*Short exercise:*
Translate this sentence from the passage on Gulf oil producers into Spanish: "Last year, bond issues in the Middle East hit a record high of over $100 billion."

While aiming to further tighten the oil market, the OPEC+ group and its leading OPEC members in the Arab Gulf are also plugging some of the shortfalls from 2020, with Brent oil prices nearing the $70 a barrel mark.
Higher oil prices are lowering the need for massive borrowing of the governments in the oil producers part of the Gulf Cooperation Council (GCC)—Bahrain, Kuwait, Oman, Qatar, Saudi Arabia, and the United Arab Emirates (UAE).
Last year, bond issues in the Middle East hit a record high of over $100 billion. Governments rushed to raise taxes and cut spending after the March 2020 collapse in oil prices. But these measures were insufficient to contain the damage, so producers incurred more debt to cover government spending, even if that spending was reduced compared to previous years.
If oil prices remain around their current levels over the next three years, GCC oil producers would dramatically cut their need to borrow money on the debt markets, Goldman Sachs economist Farouk Soussa says in a new report, as carried by Bloomberg.
Oil averaging $65 per barrel over the next three years, all else being equal, would cut the borrowing needs to just $10 billion, compared to $270 billion, according to Goldman’s Soussa.
The current price of oil nearing $70 is good news for Saudi Arabia and basically every oil-producing nation in the world, as it would boost oil revenues that were decimated last year. Saudi Arabia, for example, was expected to see a $27.5-billion decline in oil revenues in 2020, Saudi Crown Prince Mohammed bin Salman himself said in November, admitting that the oil income was not enough to cover the Kingdom’s salaries bill.
It’s not a total surprise, then, that the Saudis were pushing for—and obtained—an extension of the current OPEC+ cuts into April, or at least until clear signs of oil demand recovery emerge.

*Data section:*
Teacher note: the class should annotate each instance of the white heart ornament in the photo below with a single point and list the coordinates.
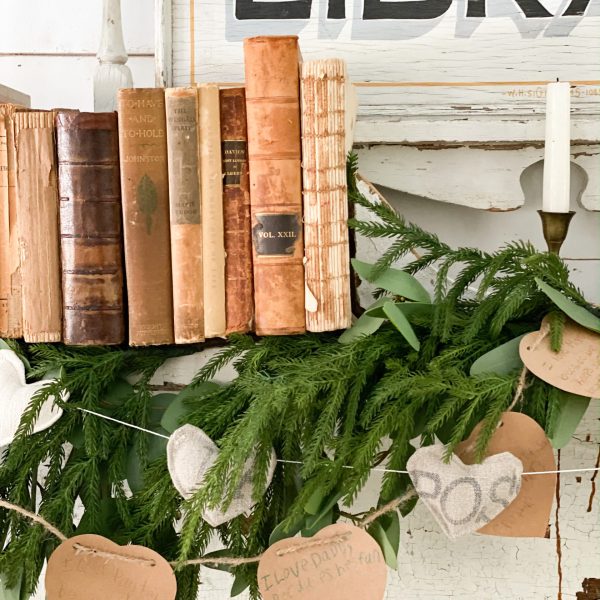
(16, 395)
(463, 498)
(190, 454)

*Answer to this task:*
El año pasado, las emisiones de bonos en Oriente Medio alcanzaron un máximo histórico de más de 100.000 millones de dólares.